## Begin INPUT

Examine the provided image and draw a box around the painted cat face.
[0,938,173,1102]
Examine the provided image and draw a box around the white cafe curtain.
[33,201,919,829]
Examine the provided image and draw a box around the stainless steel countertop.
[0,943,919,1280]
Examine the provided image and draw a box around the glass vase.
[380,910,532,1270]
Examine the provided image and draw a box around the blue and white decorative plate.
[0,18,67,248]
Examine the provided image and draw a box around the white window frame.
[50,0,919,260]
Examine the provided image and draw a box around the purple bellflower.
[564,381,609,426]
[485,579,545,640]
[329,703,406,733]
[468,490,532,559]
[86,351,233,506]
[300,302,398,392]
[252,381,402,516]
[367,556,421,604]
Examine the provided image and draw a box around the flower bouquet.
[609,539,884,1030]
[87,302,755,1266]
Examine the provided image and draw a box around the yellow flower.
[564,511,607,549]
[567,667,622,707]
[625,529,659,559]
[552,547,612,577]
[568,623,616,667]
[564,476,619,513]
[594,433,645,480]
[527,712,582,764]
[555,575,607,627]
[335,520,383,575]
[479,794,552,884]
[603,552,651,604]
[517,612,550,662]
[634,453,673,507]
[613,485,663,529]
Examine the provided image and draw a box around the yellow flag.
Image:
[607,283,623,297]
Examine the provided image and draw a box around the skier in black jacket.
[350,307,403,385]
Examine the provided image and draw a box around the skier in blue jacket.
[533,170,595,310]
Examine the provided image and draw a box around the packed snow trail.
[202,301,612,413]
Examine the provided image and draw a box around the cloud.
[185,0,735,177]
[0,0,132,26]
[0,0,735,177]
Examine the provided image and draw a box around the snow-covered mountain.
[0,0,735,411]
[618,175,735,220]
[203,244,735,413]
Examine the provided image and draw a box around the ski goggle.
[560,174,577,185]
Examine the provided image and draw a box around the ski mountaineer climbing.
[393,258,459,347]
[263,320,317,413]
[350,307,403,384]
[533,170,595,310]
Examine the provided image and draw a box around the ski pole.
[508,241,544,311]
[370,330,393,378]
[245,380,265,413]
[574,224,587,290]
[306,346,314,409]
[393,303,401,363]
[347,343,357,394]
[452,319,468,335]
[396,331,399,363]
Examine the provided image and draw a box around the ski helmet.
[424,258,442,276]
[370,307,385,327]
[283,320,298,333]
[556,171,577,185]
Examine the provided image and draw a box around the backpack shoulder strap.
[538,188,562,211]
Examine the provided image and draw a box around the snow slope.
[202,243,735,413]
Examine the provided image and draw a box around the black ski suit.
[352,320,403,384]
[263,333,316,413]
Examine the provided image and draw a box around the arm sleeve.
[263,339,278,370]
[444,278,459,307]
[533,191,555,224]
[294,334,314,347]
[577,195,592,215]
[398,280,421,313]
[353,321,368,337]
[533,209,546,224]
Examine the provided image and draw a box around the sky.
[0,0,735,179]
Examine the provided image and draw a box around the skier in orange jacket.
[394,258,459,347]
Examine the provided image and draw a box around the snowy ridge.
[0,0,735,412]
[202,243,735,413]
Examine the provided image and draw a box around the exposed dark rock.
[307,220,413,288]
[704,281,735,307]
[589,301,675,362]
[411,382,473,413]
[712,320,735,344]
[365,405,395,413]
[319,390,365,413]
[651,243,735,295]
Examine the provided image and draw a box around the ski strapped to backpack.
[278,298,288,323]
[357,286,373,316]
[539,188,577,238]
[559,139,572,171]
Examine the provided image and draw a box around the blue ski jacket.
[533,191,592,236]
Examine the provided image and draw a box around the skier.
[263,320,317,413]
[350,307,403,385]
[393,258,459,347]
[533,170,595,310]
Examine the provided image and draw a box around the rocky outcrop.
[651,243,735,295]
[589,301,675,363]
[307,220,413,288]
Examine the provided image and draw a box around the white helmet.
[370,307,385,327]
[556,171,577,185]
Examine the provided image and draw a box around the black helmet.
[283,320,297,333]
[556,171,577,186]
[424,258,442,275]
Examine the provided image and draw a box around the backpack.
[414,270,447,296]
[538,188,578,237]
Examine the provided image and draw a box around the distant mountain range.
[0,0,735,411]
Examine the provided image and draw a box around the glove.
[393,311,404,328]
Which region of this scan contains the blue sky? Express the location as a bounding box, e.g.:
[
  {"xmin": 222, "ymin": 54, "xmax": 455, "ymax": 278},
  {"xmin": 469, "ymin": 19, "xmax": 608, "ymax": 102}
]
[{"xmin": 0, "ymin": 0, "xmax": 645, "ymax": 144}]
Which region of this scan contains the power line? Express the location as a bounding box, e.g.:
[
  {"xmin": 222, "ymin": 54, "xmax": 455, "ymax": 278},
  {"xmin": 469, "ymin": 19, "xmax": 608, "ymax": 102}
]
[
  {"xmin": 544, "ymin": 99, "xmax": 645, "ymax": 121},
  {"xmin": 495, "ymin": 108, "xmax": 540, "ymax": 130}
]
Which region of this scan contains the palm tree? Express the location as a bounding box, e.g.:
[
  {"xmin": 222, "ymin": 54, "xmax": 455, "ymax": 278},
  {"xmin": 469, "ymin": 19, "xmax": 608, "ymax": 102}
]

## End INPUT

Return what is listed above, exactly and completely.

Examine the provided image and draw a box around the painted cat face.
[0,938,173,1102]
Examine the provided image and draw a box around the white cafe curtain.
[33,201,919,829]
Examine the provided image and draw a box around the stainless steel countertop.
[0,943,919,1280]
Examine the provided image and draw a box around the glass vase.
[380,910,532,1270]
Examine the provided image and draw a box around the blue and white decorative plate.
[0,18,67,248]
Examine the provided image and draw a box around the white window frame.
[50,0,919,260]
Examine the provided image and draw a box around the purple bellflower.
[564,381,609,426]
[485,579,545,640]
[329,703,406,733]
[468,490,532,559]
[86,351,233,506]
[300,302,398,392]
[252,381,402,516]
[367,556,421,604]
Examine the provided image and draw a box around the flower bouquet.
[609,539,884,1030]
[87,302,755,1266]
Examine the provided image and draw a box around the yellow flower.
[564,511,607,549]
[567,667,622,707]
[625,529,659,559]
[552,547,612,577]
[568,623,616,667]
[564,476,619,513]
[594,433,645,480]
[527,712,582,764]
[555,575,607,627]
[335,520,383,575]
[479,794,552,884]
[603,552,651,604]
[517,612,550,662]
[634,453,673,507]
[613,485,663,529]
Examine the provided image and draw a box around the yellow flag.
Image:
[607,283,623,297]
Examine the provided image and draw a box around the skier in black jacket.
[350,307,403,385]
Examine the provided image and draw a box around the skier in blue jacket.
[533,170,595,310]
Examine the provided image and draw a box around the packed snow trail.
[202,301,612,413]
Examine the provided image and draw a box around the cloud.
[185,0,735,177]
[0,0,132,26]
[0,0,735,177]
Examine the provided image and draw a box around the snow-covered mountain.
[0,0,735,411]
[618,175,735,220]
[203,244,735,413]
Examine the provided image and draw a box around the ski goggle.
[560,174,577,185]
Examine the provided image and draw a box around the ski mountaineer climbing.
[393,258,459,347]
[263,320,317,413]
[350,307,403,384]
[533,170,595,310]
Examine the provided image and draw a box around the ski pole.
[508,241,544,311]
[370,330,393,378]
[245,380,265,413]
[574,224,587,290]
[306,346,314,409]
[393,303,401,363]
[347,343,357,394]
[452,319,468,335]
[396,331,399,363]
Examine the provided image and draw a box around the ski helmet.
[424,258,442,276]
[370,307,385,327]
[283,320,298,333]
[556,171,577,185]
Examine the provided image and draw a box around the backpack shoulder strap.
[538,188,562,211]
Examine the provided image and draw a box around the snow slope.
[202,243,735,413]
Examine the provided image and draw a box around the black ski suit.
[352,320,403,384]
[263,333,316,413]
Examine the provided image and draw a box around the arm sleeve.
[263,339,278,370]
[444,278,459,307]
[533,191,555,224]
[294,334,314,347]
[577,195,592,215]
[398,280,421,313]
[353,321,368,337]
[533,209,546,224]
Examine the provided image and draw a box around the sky.
[0,0,735,179]
Examine the provided image and draw a box around the skier in orange jacket.
[394,258,459,347]
Examine the provided image and draw a box around the snowy ridge.
[0,0,735,412]
[202,243,735,413]
Examine the provided image and draw a box around the exposed dark rock.
[307,220,413,288]
[704,281,735,307]
[589,301,675,362]
[411,382,473,413]
[712,320,735,344]
[365,405,395,413]
[319,390,365,413]
[651,243,735,295]
Examine the provided image and draw a box around the ski strapped to backpack.
[278,298,288,323]
[357,286,373,316]
[539,188,577,238]
[559,139,572,171]
Examine the provided image and draw a box around the blue ski jacket.
[533,191,592,236]
Examine the provided image and draw a box around the skier.
[263,320,317,413]
[350,307,403,385]
[393,258,459,347]
[533,170,595,310]
Examine the provided image and draw a box around the rocky outcrop.
[651,243,735,295]
[589,301,675,363]
[307,220,413,288]
Examine the provided image and draw a box around the white helmet.
[370,307,385,327]
[556,171,577,185]
Examine the provided image and draw a box around the black helmet.
[283,320,297,333]
[556,171,577,186]
[424,258,442,275]
Examine the provided image and draw a box around the backpack.
[414,270,447,296]
[538,188,578,237]
Examine the provided image and draw a box around the distant mountain range.
[0,0,735,411]
Examine the provided image and draw a box around the glove.
[393,311,404,328]
Which region of this scan contains the blue sky? Express the location as a bounding box, e.g.:
[
  {"xmin": 222, "ymin": 54, "xmax": 455, "ymax": 278},
  {"xmin": 469, "ymin": 19, "xmax": 608, "ymax": 102}
]
[{"xmin": 0, "ymin": 0, "xmax": 645, "ymax": 144}]
Which region of this scan contains the power line? Express the location as a bounding box, e.g.:
[
  {"xmin": 222, "ymin": 54, "xmax": 455, "ymax": 278},
  {"xmin": 469, "ymin": 19, "xmax": 608, "ymax": 102}
]
[
  {"xmin": 544, "ymin": 99, "xmax": 645, "ymax": 121},
  {"xmin": 495, "ymin": 108, "xmax": 540, "ymax": 130}
]
Which region of this scan contains the palm tree? Express the location as a bounding box, e.g.:
[
  {"xmin": 222, "ymin": 54, "xmax": 455, "ymax": 278},
  {"xmin": 469, "ymin": 19, "xmax": 608, "ymax": 102}
]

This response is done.